Please rewrite the items below with every "biggest circle" switched to "widest circle" and everything else left unchanged.

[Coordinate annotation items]
========================

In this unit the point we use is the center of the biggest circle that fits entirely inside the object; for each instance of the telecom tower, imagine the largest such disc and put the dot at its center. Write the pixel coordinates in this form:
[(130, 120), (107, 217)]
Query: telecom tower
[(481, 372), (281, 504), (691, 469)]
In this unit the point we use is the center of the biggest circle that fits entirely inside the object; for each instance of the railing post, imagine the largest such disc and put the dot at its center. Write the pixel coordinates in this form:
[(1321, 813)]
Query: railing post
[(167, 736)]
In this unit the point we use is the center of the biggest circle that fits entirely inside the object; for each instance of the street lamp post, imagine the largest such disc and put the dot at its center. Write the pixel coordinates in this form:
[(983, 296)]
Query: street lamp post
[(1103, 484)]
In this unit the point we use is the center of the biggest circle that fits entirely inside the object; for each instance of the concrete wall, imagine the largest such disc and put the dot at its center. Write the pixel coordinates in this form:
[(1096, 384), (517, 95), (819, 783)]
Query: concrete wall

========================

:: Answer for this exercise ::
In this unit the point we use is the center of the widest circle that fits entirely inside the object; for each instance of the telecom tower, imagine the largest such disc and put the dot at its center. Write the pixel coordinates in this form:
[(130, 120), (107, 217)]
Query: telecom tower
[(481, 372), (281, 504), (691, 469)]
In this unit the point we use is the center of the widest circle that fits entirely inside the object; for each instance of the railing post, imagine the largest such disc and put the dot at its center. Write the pixel coordinates in this form:
[(1321, 813)]
Query: railing post
[(167, 736)]
In this unit the point we use is the center of the widest circle that fits entirely inside the object; for each instance of the street lamp post, imagine the largest such disc and put the dot at its center. Write the pixel coordinates in this form:
[(983, 296)]
Query: street lamp post
[(1103, 484)]
In this unit the point we use is the center of the widest circle that fits entirely inside the object; for each instance of the concrete wall, imagine the largest such disc and put the dot at its center. Write the pixel coordinates in this form:
[(1096, 384), (517, 95), (819, 783)]
Query: concrete wall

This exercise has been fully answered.